= TEXT BLOCK =
------------
What often works is to turn the antenna so it's pattern better covers the desired area. This might mean turning the antenna horizontally to turn the donut on it's side. It also sometimes helps to add a reflector as they also help to adjust the coverage area.

Why? They work.

Just run a segment of CAT5 wire. By the time you buy powerline adapters it'll no doubt be cheaper to have just run the wire.

Reply to
Bill Kearney

Thanks. Tried turning antenna and such, no help. Have a wireless detector as well as other things and just need to get signal downstairs with some decent strength. This is a fairly new home and I am not about to run Cat5 or have someone do it. Would have to run it outside and back in and such... And if I did that, I still need perhaps an AP on other end.

Looking for Powerline alternative to make it wireless or Powerline with AP recommendations...

Thanks though Patty

Reply to
pattyjamas

You might try experiment with rotating one of the antennas horizontal and seeing if the pattern changes ? Like the other person said, a vertical antenna radiates like a donut sitting over the stick.
------------
= RECORDS =
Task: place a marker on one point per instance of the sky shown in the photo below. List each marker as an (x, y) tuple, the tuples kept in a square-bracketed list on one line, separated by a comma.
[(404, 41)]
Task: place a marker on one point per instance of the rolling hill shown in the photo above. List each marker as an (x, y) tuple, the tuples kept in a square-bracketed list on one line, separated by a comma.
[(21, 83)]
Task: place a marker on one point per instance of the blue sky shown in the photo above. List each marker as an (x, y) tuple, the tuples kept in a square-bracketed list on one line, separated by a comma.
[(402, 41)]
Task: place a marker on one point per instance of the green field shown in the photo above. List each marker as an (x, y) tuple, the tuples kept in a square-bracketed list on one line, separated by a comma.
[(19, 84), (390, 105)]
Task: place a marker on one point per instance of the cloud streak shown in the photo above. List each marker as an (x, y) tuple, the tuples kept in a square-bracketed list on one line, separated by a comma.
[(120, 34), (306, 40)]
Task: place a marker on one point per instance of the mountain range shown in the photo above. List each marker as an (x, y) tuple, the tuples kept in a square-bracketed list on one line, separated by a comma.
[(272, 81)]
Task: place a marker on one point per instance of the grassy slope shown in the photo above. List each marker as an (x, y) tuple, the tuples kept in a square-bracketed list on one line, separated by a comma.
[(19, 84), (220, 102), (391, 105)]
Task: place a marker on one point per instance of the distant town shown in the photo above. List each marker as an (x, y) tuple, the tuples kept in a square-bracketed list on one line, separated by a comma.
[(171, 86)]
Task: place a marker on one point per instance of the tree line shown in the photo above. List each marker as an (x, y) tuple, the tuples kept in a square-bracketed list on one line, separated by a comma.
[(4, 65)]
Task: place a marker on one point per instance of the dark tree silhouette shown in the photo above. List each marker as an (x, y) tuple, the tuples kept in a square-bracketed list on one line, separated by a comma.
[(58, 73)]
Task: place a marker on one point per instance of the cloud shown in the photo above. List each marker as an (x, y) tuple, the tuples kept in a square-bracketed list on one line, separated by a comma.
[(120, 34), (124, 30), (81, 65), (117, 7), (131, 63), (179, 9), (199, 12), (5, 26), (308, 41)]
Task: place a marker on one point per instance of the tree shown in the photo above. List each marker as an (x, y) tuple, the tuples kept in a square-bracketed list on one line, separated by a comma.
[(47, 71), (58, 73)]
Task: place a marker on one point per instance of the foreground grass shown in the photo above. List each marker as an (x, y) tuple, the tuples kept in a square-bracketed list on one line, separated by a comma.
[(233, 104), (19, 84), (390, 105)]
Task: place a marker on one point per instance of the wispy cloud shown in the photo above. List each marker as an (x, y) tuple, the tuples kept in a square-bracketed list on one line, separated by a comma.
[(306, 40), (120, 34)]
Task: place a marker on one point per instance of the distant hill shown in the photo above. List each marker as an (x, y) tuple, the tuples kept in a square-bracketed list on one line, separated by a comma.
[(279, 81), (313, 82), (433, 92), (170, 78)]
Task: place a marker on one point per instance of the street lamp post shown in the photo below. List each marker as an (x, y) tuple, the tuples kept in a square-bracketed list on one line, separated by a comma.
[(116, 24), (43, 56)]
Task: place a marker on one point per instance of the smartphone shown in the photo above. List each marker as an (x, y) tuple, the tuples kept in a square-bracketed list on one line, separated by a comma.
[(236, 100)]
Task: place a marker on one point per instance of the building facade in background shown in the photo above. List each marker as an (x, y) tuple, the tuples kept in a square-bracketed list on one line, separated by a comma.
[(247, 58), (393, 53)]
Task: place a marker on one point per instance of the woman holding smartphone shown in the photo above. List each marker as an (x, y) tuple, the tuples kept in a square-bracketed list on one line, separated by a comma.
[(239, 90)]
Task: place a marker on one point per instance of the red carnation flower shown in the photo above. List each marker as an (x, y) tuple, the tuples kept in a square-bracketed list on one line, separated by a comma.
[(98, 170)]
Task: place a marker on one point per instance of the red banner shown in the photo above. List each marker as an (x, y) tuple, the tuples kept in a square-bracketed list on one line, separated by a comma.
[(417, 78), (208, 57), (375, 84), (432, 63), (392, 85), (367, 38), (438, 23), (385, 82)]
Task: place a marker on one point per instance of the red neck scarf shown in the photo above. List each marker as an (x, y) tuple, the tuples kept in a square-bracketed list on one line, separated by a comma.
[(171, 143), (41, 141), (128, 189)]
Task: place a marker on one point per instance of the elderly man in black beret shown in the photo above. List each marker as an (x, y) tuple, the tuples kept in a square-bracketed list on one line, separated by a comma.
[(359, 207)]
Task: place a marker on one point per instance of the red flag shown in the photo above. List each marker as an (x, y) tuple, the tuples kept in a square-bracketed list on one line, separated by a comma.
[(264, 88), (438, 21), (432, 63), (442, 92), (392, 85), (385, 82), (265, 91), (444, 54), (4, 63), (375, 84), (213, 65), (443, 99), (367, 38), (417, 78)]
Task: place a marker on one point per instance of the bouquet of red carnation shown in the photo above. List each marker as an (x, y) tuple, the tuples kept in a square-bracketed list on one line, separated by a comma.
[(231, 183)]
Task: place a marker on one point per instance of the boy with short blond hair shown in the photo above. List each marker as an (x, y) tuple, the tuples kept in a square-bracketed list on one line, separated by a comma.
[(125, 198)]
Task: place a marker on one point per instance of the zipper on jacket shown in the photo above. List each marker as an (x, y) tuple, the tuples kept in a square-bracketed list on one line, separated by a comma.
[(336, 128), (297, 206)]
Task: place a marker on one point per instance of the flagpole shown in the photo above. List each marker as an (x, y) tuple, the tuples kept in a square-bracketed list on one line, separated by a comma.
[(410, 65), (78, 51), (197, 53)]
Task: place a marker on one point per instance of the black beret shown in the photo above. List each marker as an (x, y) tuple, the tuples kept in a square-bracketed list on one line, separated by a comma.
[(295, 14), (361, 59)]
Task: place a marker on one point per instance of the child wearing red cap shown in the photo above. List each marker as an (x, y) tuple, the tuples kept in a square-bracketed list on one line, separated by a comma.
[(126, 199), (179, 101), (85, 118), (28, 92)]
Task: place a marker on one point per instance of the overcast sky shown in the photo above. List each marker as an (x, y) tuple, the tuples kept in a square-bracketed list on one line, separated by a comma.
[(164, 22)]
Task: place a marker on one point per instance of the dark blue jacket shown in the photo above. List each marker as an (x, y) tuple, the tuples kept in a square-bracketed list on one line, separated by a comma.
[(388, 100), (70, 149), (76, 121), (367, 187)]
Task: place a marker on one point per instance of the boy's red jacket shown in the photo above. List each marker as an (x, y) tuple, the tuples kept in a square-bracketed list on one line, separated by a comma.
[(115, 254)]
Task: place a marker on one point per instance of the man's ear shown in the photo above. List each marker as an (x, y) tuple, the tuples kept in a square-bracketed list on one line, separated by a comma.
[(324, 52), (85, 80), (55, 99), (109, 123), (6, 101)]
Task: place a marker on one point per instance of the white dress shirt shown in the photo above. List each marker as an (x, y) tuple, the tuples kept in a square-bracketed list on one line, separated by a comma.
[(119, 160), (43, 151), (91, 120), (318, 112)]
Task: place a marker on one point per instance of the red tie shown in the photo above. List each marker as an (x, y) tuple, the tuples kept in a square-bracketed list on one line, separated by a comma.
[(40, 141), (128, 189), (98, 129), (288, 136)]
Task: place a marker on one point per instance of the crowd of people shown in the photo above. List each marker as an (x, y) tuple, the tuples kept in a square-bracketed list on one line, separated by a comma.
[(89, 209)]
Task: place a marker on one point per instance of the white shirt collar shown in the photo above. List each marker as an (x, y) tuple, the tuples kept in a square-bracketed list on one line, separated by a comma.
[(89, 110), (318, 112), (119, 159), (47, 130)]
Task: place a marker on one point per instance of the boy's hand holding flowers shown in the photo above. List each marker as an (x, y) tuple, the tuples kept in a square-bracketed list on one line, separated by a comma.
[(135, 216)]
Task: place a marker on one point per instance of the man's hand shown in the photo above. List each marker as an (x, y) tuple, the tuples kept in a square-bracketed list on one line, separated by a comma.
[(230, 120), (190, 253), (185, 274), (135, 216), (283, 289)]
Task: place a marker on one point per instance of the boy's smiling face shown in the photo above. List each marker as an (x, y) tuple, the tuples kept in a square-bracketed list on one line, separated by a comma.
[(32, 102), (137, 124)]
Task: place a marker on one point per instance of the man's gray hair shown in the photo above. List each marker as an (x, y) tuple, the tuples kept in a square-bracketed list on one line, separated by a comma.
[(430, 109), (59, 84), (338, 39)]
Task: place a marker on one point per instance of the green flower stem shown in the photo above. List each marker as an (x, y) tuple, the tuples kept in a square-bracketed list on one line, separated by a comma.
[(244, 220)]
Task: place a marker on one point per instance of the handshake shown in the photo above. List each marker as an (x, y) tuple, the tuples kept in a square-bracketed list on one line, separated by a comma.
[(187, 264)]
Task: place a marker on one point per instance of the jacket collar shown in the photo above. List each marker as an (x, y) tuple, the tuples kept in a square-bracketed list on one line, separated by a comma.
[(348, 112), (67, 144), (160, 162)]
------------
= WHAT THIS EXERCISE ASKS =
• A. Reproduce the wireless signal discussion word for word, from "You might try" up to and including "over the stick.".
• B. Write the next part of the wireless signal discussion, picking up after its last sentence.

= TASK-BY-TASK ANSWERS =
• A.
You might try experiment with rotating one of the antennas horizontal and seeing if the pattern changes ? Like the other person said, a vertical antenna radiates like a donut sitting over the stick.

• B.
What are you using with the WiFi now ? Can you walk around and see the "signal strength" ?

I was thinking of using the powerline stuff for the same reason... The WiFi access point is upstairs in one extra bedroom/den, and the family room is at the diaganol opposite end of the house behind the garage. The signal is ok - but not great -

BTW - in our family room we added a wireless "bridge" and small Ethernet hub to connect - TiVo + Xbox - But, if you go powerline, you could have a small hub for any local stuff, and then also add another WAP for downstairs WiFi.

It might be a challenge to get both the upstairs + downstairs AP's working together ?

Reply to
P.Schuman

Thanks a lot.

I think I will probably get 2 XE104's and then if I need to I will add a wireless AP to the downstairs XE104 which I read can be done and will work. 100% of the time, I am not sure.

I am going to use it for TiVo connectivity, streaming audio and wireless.

The WRE54G range extender from Linksys did work but craped out about

2x a month and signal was not strong as repeaters usually 1/2 the signal.

So I will give the XE104 a shot as opposed to using a Powerline with wireless adapter. Read on Newegg and Amazon that these units have failed quite a bit and they get hot.

There is a Powerline adapter (low bandwidth) in my boyfriends house which has worked form day 1 without an issue. But of course his house is a ranch all on one floor. But I do know that the circuit breakers are different for the 2 outlets.

Thanks again Patty

Reply to
pattyjamas

we have used the Netgear Ethernet series before - but not the wireless....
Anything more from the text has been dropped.